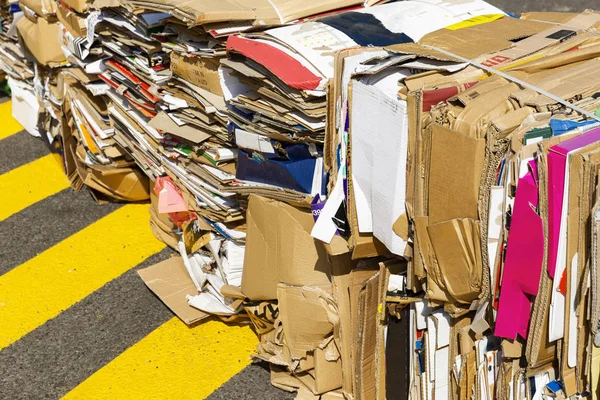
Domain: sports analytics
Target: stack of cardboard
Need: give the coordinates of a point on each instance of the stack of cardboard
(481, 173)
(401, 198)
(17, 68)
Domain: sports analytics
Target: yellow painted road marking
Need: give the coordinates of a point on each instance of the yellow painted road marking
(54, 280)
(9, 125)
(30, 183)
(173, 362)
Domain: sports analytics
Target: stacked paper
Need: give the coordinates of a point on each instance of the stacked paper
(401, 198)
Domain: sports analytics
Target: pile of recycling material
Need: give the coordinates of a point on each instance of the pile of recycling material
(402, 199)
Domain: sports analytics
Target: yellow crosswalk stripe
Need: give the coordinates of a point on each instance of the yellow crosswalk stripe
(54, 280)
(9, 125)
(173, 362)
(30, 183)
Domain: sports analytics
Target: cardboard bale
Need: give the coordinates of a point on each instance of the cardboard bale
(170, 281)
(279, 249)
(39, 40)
^^^^
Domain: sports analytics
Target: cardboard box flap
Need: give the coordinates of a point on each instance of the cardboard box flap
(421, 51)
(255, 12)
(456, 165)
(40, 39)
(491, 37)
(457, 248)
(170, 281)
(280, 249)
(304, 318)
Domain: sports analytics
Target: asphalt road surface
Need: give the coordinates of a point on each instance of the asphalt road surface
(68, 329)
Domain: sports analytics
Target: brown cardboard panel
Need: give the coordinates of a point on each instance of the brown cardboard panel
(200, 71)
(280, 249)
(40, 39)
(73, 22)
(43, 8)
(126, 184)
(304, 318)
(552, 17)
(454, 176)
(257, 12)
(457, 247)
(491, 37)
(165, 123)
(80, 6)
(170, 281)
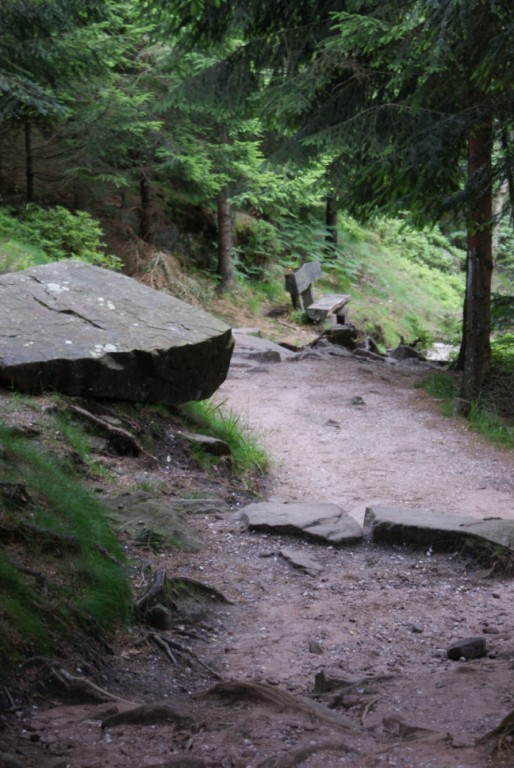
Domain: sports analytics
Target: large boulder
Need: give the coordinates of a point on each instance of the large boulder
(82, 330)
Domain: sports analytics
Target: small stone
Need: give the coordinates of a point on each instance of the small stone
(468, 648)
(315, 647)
^^^^
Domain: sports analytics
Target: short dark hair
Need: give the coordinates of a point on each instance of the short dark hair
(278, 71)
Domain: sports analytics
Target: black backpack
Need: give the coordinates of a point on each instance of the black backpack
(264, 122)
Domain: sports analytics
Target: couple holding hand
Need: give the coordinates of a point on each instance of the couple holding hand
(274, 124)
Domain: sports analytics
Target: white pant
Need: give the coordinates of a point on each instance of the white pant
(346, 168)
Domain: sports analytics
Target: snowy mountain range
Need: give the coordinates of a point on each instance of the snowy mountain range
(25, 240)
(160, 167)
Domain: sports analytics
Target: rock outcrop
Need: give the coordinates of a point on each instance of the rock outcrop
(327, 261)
^^^^
== AIM ==
Show each line of the data above that contains the word "yellow". Case counts, so match only that exact capitalization.

== EXERCISE ANSWER ==
Target: yellow painted road marking
Need: give the coordinates of a point on each instance of the yellow painted road marking
Target: yellow crosswalk stripe
Need: give the coordinates of a point on each instance of the yellow crosswalk stripe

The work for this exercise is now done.